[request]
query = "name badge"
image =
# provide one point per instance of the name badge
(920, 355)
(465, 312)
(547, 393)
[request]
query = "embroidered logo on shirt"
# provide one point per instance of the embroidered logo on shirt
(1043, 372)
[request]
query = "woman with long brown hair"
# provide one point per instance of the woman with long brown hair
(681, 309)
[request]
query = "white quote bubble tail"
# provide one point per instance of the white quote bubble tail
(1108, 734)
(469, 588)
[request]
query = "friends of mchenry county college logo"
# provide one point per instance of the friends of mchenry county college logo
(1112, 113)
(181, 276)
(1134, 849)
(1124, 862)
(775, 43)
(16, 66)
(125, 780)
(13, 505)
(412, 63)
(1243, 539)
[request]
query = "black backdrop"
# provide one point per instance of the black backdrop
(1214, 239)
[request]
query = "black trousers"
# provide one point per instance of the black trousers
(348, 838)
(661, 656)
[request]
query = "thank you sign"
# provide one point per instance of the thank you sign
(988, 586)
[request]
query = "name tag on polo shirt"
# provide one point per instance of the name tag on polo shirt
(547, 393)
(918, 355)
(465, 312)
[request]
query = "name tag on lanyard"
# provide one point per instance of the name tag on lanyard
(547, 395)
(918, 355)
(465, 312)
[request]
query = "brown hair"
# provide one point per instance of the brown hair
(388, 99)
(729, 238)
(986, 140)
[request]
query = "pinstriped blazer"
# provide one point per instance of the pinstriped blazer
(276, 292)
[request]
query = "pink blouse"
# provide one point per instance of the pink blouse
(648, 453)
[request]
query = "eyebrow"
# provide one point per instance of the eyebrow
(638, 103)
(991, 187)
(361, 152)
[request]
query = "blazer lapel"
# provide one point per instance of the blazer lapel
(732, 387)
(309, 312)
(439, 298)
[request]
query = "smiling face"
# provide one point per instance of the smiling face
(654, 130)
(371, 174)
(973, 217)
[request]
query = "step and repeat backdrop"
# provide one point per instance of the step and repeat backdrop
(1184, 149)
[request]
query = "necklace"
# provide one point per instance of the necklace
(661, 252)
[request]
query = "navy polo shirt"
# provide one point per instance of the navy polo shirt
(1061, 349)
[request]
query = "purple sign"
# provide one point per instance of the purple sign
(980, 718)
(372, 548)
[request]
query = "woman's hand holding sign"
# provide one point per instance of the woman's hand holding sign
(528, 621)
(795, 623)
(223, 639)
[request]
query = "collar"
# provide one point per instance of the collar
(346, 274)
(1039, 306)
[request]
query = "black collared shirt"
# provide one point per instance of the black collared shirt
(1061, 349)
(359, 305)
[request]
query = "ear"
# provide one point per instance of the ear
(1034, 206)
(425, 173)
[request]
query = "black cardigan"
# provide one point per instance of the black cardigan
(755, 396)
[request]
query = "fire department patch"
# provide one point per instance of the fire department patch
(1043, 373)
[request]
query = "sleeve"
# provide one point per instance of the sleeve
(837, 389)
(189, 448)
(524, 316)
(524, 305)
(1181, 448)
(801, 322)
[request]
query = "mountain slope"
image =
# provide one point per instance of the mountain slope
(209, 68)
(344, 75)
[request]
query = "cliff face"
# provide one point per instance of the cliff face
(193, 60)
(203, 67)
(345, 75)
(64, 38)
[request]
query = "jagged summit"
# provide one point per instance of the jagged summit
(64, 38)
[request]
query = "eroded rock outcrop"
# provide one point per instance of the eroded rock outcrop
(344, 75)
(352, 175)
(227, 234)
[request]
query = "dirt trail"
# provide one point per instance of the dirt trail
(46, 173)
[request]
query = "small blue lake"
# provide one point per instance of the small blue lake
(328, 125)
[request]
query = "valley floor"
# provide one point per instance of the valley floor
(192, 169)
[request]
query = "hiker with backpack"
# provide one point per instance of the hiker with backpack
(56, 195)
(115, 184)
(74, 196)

---+---

Could you give the records from their first line through the line containing "(1243, 539)", both ends included, as a numbered list with blank lines left out?

* Reply to the task *
1. [request]
2. query = "name badge"
3. image =
4. # provide one point per instance of the name badge
5. (920, 355)
6. (465, 312)
7. (547, 393)
8. [request]
9. query = "embroidered logo on shirt"
10. # provide one point per instance of the embroidered logo on shirt
11. (1043, 372)
12. [request]
13. query = "woman with long brown hair"
14. # provide one point per instance of the woman with long brown hair
15. (681, 309)
16. [request]
17. query = "white quote bubble tail"
18. # provide one point per instance of the white quote bubble tail
19. (1108, 734)
20. (469, 588)
21. [request]
22. query = "friends of mchenry county college logo"
23. # provide one point per instance of the friends of mchenry county college logo
24. (1112, 113)
25. (181, 276)
26. (1134, 849)
27. (1124, 862)
28. (775, 43)
29. (16, 66)
30. (125, 780)
31. (13, 505)
32. (412, 63)
33. (1243, 539)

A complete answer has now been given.